| Exercise |
Please copy the listing below word for word, leaving out the pictures.

* BEGIN Exercise input *

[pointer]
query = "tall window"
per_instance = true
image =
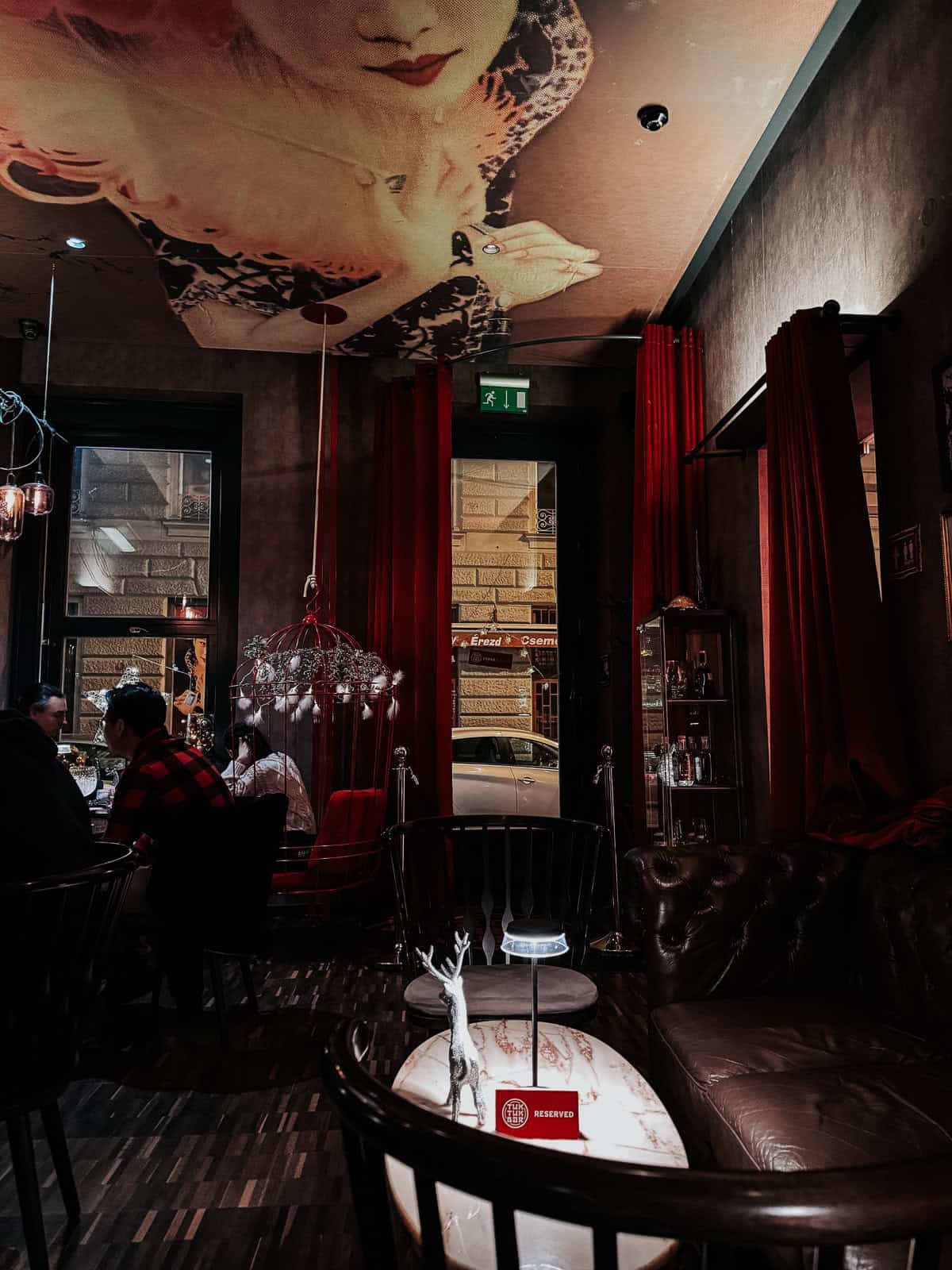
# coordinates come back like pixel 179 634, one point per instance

* END Exercise input *

| Solution |
[pointer]
query = "tall window"
per_instance = true
image =
# coordinates come back like pixel 179 634, one point per instance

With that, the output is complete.